How Good Is Codex GPT-5.5 At Writing A Web App? Part 1.
Part 1. Milestone 0
I have spent a lot of time over the past two years using AI agents to help maintain and update a 10-year-old legacy SaaS application. The process yielded mixed results. Sometime the AI agents would surprise me and generate useful results with minimal need for human intervention. Sometimes those positive results would even save hours of time over the old-school human processing. Most of the time the AI wasted my time, yielded subpar results, often made things worse instead of better and almost-always required extensive back-and-forth interactions.
Overall my 2 years of working with AI on a legacy application with significant inherited technical debt was not a positive experience. Always upgrading to the latest models did not improve the results. Employing models that were “better trained” for coding and code architecture tasks did not help. Building extensive MCP, ACP, and RAG systems did not improve the throughput. Yes the newer models did things faster. Sadly it was usually creating the same subpar code and making the same basic mistakes but taking less time to do it.

= = =

■ **INSTRUCTIONS**
**A)** In the blog post on Codex GPT-5.5, how old is the legacy SaaS application the writer has been maintaining?
**B)** Reproduce word for word the part of the blog post starting at "How Good Is" and ending at "extensive back-and-forth interactions.".

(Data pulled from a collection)
= = =

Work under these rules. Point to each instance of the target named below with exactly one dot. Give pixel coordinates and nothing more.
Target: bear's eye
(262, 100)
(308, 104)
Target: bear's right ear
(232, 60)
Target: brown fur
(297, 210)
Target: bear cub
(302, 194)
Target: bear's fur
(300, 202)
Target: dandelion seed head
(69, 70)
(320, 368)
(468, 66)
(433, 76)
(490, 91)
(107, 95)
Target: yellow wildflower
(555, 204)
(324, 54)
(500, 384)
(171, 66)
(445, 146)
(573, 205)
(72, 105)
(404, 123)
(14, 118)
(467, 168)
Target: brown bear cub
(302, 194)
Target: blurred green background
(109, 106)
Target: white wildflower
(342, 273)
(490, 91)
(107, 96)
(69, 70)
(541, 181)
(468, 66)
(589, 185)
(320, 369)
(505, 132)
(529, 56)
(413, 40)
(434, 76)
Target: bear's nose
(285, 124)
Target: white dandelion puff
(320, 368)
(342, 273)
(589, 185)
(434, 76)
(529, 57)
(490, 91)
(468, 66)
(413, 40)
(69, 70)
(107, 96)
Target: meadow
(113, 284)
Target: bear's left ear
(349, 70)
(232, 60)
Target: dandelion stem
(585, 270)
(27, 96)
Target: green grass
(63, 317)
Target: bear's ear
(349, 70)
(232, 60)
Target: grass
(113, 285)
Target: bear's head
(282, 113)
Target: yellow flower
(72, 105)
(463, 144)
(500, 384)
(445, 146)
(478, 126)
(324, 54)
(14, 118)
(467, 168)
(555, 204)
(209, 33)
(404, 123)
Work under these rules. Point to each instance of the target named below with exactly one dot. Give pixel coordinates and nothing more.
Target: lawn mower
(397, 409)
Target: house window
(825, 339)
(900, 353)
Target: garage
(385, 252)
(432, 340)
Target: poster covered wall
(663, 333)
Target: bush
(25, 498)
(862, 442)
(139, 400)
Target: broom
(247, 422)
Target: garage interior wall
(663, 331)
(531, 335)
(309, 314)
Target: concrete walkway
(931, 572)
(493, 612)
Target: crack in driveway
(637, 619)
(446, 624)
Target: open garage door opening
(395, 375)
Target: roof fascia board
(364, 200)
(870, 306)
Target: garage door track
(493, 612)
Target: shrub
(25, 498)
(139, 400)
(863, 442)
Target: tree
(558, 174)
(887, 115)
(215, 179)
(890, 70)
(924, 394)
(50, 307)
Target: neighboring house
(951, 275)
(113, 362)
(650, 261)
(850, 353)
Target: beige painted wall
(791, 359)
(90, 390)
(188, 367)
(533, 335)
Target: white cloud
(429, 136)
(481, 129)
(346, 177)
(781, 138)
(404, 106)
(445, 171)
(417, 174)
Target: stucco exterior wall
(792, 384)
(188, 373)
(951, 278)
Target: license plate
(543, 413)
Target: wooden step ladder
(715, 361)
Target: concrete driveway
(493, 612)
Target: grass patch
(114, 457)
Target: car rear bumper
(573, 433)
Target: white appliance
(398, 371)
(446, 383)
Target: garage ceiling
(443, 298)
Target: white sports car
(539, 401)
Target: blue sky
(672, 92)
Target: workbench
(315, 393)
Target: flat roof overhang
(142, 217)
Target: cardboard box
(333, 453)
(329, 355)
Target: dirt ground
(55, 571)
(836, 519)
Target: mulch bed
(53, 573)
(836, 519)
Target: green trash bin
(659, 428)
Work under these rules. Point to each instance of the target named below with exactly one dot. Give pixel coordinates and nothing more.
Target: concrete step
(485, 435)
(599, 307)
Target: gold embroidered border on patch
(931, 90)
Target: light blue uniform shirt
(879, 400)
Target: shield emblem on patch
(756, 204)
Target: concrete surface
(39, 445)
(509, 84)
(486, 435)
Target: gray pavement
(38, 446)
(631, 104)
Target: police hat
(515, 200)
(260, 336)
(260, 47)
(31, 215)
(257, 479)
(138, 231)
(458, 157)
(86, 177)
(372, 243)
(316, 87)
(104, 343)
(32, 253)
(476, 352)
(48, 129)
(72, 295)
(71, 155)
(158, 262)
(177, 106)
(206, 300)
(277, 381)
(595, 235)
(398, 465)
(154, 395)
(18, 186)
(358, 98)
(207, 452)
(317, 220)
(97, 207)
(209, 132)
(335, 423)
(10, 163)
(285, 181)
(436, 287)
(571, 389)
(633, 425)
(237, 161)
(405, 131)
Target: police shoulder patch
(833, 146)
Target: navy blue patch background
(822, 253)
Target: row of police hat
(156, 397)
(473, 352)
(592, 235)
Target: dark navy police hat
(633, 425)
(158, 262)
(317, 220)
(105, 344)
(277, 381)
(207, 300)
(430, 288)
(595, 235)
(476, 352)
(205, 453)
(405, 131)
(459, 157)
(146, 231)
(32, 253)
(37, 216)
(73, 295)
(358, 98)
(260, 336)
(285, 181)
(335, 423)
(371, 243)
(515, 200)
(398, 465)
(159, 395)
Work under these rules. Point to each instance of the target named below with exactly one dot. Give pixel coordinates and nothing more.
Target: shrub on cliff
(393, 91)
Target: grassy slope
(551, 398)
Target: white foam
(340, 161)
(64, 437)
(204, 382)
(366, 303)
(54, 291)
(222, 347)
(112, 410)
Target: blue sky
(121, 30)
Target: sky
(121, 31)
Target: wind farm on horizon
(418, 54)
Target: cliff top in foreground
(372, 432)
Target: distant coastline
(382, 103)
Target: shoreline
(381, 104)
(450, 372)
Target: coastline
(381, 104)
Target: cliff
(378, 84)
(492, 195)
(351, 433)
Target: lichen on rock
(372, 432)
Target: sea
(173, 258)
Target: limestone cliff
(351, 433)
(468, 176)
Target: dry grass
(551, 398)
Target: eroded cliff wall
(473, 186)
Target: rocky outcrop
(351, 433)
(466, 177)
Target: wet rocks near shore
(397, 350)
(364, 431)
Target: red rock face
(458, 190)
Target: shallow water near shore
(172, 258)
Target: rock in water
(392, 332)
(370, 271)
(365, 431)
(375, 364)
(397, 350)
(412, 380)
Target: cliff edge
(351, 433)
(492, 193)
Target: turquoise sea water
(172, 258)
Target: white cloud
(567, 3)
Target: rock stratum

= = =

■ **SOLUTIONS BELOW**
**A)** It is 10 years old.

**B)**
How Good Is Codex GPT-5.5 At Writing A Web App? Part 1.
Part 1. Milestone 0
I have spent a lot of time over the past two years using AI agents to help maintain and update a 10-year-old legacy SaaS application. The process yielded mixed results. Sometime the AI agents would surprise me and generate useful results with minimal need for human intervention. Sometimes those positive results would even save hours of time over the old-school human processing. Most of the time the AI wasted my time, yielded subpar results, often made things worse instead of better and almost-always required extensive back-and-forth interactions.